- [Records shown]
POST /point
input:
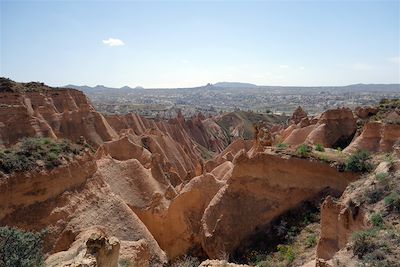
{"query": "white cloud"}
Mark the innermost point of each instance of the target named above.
(113, 42)
(362, 66)
(395, 60)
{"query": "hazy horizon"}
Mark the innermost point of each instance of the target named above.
(189, 44)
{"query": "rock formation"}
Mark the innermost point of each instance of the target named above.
(148, 196)
(333, 128)
(376, 137)
(256, 193)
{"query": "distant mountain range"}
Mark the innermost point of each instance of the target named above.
(234, 85)
(238, 85)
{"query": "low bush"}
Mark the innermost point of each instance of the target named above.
(287, 253)
(281, 146)
(311, 241)
(382, 176)
(124, 263)
(19, 248)
(303, 150)
(33, 152)
(392, 201)
(186, 261)
(377, 220)
(374, 194)
(359, 162)
(319, 147)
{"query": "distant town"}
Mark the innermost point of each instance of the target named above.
(212, 99)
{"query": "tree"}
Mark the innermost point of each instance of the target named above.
(20, 248)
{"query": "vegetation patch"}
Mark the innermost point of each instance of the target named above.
(360, 161)
(32, 153)
(319, 147)
(303, 150)
(19, 248)
(392, 202)
(281, 146)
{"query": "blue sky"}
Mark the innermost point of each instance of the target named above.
(177, 44)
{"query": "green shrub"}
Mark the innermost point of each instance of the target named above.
(381, 177)
(303, 150)
(392, 201)
(319, 147)
(377, 220)
(359, 162)
(19, 248)
(33, 152)
(311, 241)
(125, 263)
(374, 194)
(281, 146)
(286, 252)
(186, 261)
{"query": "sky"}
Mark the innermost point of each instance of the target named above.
(190, 43)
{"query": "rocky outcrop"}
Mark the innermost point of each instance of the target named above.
(255, 194)
(220, 263)
(20, 190)
(333, 128)
(92, 247)
(183, 216)
(298, 115)
(56, 113)
(338, 222)
(376, 137)
(365, 112)
(75, 210)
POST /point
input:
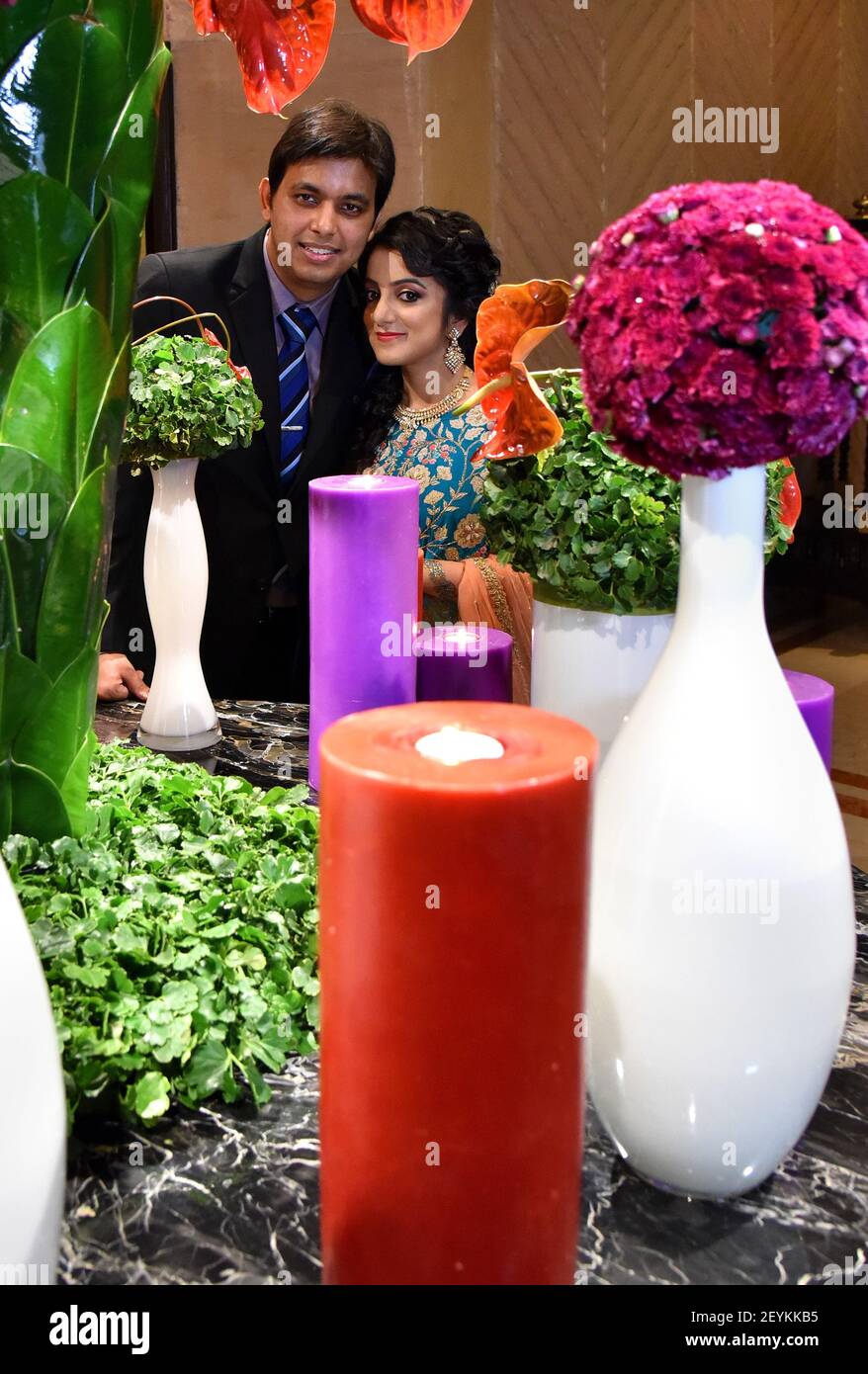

- [Goal] Count the lines in the items above that contain the word "distant", and give only that number.

- [Answer] 2